EXERCISE GOAL
Write the records out again, keeping each line exactly as it is.

DATA SHOWN
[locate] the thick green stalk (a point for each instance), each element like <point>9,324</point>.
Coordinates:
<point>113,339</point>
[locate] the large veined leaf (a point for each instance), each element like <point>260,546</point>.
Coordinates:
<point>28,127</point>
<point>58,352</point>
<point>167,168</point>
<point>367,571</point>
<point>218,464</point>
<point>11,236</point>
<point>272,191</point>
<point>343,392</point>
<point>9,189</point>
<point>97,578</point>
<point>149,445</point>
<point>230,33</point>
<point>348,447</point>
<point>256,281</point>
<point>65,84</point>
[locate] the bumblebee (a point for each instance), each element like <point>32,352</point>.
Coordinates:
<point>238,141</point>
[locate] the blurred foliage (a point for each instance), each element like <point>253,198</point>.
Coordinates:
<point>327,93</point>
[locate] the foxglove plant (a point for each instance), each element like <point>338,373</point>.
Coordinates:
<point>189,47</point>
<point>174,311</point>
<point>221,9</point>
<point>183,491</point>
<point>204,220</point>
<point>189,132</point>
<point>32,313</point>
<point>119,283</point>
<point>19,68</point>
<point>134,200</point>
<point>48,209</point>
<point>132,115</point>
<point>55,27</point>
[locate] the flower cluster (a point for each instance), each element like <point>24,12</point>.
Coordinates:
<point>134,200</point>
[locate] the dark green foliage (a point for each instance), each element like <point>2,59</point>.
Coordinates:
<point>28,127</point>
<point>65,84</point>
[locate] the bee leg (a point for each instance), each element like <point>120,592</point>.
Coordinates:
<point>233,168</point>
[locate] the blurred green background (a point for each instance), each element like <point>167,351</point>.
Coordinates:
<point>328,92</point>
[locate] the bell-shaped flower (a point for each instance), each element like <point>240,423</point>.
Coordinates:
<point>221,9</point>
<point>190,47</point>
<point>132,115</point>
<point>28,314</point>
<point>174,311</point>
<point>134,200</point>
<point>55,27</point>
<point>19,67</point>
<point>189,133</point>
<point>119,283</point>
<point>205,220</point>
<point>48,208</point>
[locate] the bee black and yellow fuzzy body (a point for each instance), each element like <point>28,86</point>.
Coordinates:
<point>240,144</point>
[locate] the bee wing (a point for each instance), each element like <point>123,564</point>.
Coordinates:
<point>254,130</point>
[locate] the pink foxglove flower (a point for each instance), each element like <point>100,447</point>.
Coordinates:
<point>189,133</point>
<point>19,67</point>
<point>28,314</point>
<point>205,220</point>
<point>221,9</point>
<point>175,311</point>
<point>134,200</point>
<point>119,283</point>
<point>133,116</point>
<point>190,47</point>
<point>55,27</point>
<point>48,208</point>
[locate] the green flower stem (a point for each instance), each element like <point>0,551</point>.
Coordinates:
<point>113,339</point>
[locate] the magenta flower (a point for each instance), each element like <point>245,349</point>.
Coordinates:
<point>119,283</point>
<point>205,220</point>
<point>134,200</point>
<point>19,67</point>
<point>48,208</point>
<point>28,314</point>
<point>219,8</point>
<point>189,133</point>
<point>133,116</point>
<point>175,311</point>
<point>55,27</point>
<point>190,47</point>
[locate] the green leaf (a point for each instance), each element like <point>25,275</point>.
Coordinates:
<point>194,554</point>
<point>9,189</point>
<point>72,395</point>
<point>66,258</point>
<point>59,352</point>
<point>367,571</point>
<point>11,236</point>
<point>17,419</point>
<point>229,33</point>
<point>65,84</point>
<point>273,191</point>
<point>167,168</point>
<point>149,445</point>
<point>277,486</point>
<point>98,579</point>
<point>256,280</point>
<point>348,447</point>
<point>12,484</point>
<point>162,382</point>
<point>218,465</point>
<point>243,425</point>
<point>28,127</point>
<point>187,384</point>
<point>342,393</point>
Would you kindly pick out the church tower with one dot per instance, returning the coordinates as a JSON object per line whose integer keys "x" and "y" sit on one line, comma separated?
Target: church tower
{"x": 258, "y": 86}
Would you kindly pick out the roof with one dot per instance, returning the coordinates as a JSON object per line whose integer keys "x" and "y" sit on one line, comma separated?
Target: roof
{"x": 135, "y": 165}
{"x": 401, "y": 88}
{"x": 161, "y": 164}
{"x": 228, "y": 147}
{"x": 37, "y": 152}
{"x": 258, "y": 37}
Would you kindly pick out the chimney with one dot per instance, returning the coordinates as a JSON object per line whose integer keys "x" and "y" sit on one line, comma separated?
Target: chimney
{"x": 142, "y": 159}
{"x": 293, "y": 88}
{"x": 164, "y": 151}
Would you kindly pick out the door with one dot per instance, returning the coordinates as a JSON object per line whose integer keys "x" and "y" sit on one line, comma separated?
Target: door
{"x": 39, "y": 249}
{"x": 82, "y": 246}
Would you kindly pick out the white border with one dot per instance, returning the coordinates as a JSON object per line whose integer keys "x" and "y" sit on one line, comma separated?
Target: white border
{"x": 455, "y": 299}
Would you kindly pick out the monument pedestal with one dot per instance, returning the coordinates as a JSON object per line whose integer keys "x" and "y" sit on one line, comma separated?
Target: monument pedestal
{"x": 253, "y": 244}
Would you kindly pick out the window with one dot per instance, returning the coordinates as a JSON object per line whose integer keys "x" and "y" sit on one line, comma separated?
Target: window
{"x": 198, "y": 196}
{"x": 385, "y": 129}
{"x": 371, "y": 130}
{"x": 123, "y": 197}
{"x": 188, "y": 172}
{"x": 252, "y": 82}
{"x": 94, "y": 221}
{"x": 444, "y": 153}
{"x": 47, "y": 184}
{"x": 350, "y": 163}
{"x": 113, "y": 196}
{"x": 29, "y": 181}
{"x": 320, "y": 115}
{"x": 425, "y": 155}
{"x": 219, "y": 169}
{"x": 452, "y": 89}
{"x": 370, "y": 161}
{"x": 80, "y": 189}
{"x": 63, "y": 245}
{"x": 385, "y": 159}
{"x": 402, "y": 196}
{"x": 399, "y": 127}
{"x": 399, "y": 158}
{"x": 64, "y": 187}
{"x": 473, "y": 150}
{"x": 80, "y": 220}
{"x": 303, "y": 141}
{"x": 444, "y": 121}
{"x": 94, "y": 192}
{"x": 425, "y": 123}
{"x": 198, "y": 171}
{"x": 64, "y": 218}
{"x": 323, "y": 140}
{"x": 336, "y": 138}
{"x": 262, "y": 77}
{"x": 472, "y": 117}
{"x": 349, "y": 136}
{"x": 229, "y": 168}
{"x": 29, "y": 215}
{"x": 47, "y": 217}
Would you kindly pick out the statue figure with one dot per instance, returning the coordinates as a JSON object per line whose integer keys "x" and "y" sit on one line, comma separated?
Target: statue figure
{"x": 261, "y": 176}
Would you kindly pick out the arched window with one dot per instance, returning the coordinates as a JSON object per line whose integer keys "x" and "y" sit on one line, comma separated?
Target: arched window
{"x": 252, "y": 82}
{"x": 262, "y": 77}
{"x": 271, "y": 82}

REPLY TO THE EXERCISE
[locate] the thick green stalk (a point for each instance), each element like <point>9,324</point>.
Coordinates:
<point>113,339</point>
[locate] the large veined leaf (a point for each instance), each element like <point>260,546</point>.
Coordinates:
<point>28,127</point>
<point>58,352</point>
<point>167,168</point>
<point>367,571</point>
<point>218,464</point>
<point>11,236</point>
<point>272,191</point>
<point>343,392</point>
<point>9,189</point>
<point>97,578</point>
<point>149,445</point>
<point>230,33</point>
<point>348,447</point>
<point>256,281</point>
<point>65,84</point>
[locate] the bumblebee (a point for each instance), each element like <point>32,352</point>.
Coordinates:
<point>238,141</point>
[locate] the blurred foliage (a point for each instance), each element like <point>253,198</point>.
Coordinates:
<point>327,93</point>
[locate] the foxglove plant (a point for each instance), each element like <point>338,373</point>.
Coordinates:
<point>189,47</point>
<point>174,311</point>
<point>221,9</point>
<point>183,491</point>
<point>204,220</point>
<point>189,132</point>
<point>32,313</point>
<point>119,283</point>
<point>19,68</point>
<point>134,200</point>
<point>48,209</point>
<point>132,115</point>
<point>55,27</point>
[locate] the flower cluster (a point for each instance), each element like <point>24,12</point>.
Coordinates:
<point>134,200</point>
[locate] the dark green foliage (a point for each instance), each element like <point>2,59</point>.
Coordinates:
<point>28,127</point>
<point>65,84</point>
[locate] the bee leg (a point for each instance), each element like <point>120,592</point>.
Coordinates:
<point>233,168</point>
[locate] the blurred green background (a point for each instance), each element like <point>167,351</point>.
Coordinates:
<point>328,92</point>
[locate] the bell-shaped flower (a point for each instance), each element like <point>240,423</point>.
Coordinates:
<point>221,9</point>
<point>190,47</point>
<point>132,115</point>
<point>28,314</point>
<point>174,311</point>
<point>134,200</point>
<point>55,27</point>
<point>19,67</point>
<point>189,133</point>
<point>119,283</point>
<point>205,220</point>
<point>48,208</point>
[locate] the bee black and yellow fuzzy body (a point for each instance), each element like <point>28,86</point>.
Coordinates:
<point>240,144</point>
[locate] the bee wing (a point for each instance), each element like <point>123,564</point>.
Coordinates:
<point>254,130</point>
[locate] the pink foxglove flower (a point for each instance), each element like <point>100,447</point>.
Coordinates:
<point>189,133</point>
<point>19,67</point>
<point>28,314</point>
<point>205,220</point>
<point>221,9</point>
<point>175,311</point>
<point>134,200</point>
<point>119,283</point>
<point>133,116</point>
<point>190,47</point>
<point>55,27</point>
<point>48,208</point>
[locate] the green flower stem (a point for each instance), each element like <point>0,551</point>.
Coordinates:
<point>113,339</point>
[locate] the magenta flower (a point for each instance), each element like <point>245,349</point>.
Coordinates:
<point>119,283</point>
<point>205,220</point>
<point>134,200</point>
<point>19,67</point>
<point>48,208</point>
<point>28,314</point>
<point>219,8</point>
<point>189,133</point>
<point>133,116</point>
<point>175,311</point>
<point>55,27</point>
<point>190,47</point>
[locate] the green leaf (a point for each instance), each element like <point>25,275</point>.
Coordinates:
<point>194,554</point>
<point>9,189</point>
<point>72,395</point>
<point>66,258</point>
<point>59,352</point>
<point>367,571</point>
<point>11,236</point>
<point>17,419</point>
<point>229,33</point>
<point>65,84</point>
<point>273,191</point>
<point>167,168</point>
<point>149,445</point>
<point>277,486</point>
<point>98,579</point>
<point>256,280</point>
<point>348,447</point>
<point>12,484</point>
<point>162,382</point>
<point>218,465</point>
<point>243,425</point>
<point>28,127</point>
<point>187,384</point>
<point>342,393</point>
Would you kindly pick out the church tower with one dot per instance, returning the coordinates as a JSON object per line whose integer keys "x" and "y" sit on one line, comma separated?
Target: church tower
{"x": 258, "y": 86}
Would you kindly pick out the roof with one dot per instance, returning the coordinates as a JSON object per line whose integer keys "x" and "y" sit on one line, comma separated?
Target: roof
{"x": 135, "y": 165}
{"x": 401, "y": 88}
{"x": 161, "y": 164}
{"x": 228, "y": 147}
{"x": 37, "y": 152}
{"x": 258, "y": 37}
Would you kindly pick out the chimney with one dot per instance, returning the coordinates as a JSON object per line whose integer keys "x" and "y" sit on one line, comma separated?
Target: chimney
{"x": 142, "y": 159}
{"x": 293, "y": 88}
{"x": 164, "y": 151}
Would you kindly pick out the door with one dot per instance, returning the coordinates as a JSON object per line whose integer keys "x" and "y" sit on one line, comma separated?
Target: door
{"x": 39, "y": 249}
{"x": 82, "y": 246}
Would you kindly pick out the white border with one dot per instance, returning the coordinates as a JSON object per line whose integer keys "x" and "y" sit on one line, comma separated?
Target: white border
{"x": 455, "y": 299}
Would you kindly pick out the monument pedestal with one dot per instance, returning the coordinates as a JSON object per line whose integer keys "x" and "y" sit on one line, comma separated?
Target: monument pedestal
{"x": 253, "y": 244}
Would you kindly pick out the window with one dot per instance, returning the coordinates as a JSON object per line whose integer keys "x" and "y" sit on one line, comma separated?
Target: window
{"x": 198, "y": 196}
{"x": 385, "y": 129}
{"x": 371, "y": 130}
{"x": 123, "y": 197}
{"x": 188, "y": 172}
{"x": 252, "y": 82}
{"x": 94, "y": 221}
{"x": 444, "y": 153}
{"x": 47, "y": 184}
{"x": 350, "y": 163}
{"x": 113, "y": 196}
{"x": 29, "y": 181}
{"x": 320, "y": 115}
{"x": 425, "y": 155}
{"x": 219, "y": 169}
{"x": 452, "y": 89}
{"x": 370, "y": 161}
{"x": 80, "y": 189}
{"x": 63, "y": 245}
{"x": 385, "y": 159}
{"x": 402, "y": 196}
{"x": 399, "y": 127}
{"x": 399, "y": 158}
{"x": 64, "y": 187}
{"x": 473, "y": 150}
{"x": 80, "y": 220}
{"x": 303, "y": 141}
{"x": 444, "y": 121}
{"x": 94, "y": 192}
{"x": 425, "y": 123}
{"x": 198, "y": 171}
{"x": 64, "y": 218}
{"x": 323, "y": 140}
{"x": 336, "y": 138}
{"x": 262, "y": 77}
{"x": 472, "y": 117}
{"x": 349, "y": 136}
{"x": 229, "y": 168}
{"x": 29, "y": 215}
{"x": 47, "y": 217}
Would you kindly pick out the statue figure with one dot per instance, returning the coordinates as a JSON object per line whose integer keys "x" and "y" sit on one line, comma separated?
Target: statue figure
{"x": 261, "y": 176}
Would you kindly pick out the arched window with one dot per instance, returning the coordinates as a JSON object per line whose integer keys "x" and "y" sit on one line, comma separated?
Target: arched window
{"x": 252, "y": 82}
{"x": 262, "y": 77}
{"x": 271, "y": 82}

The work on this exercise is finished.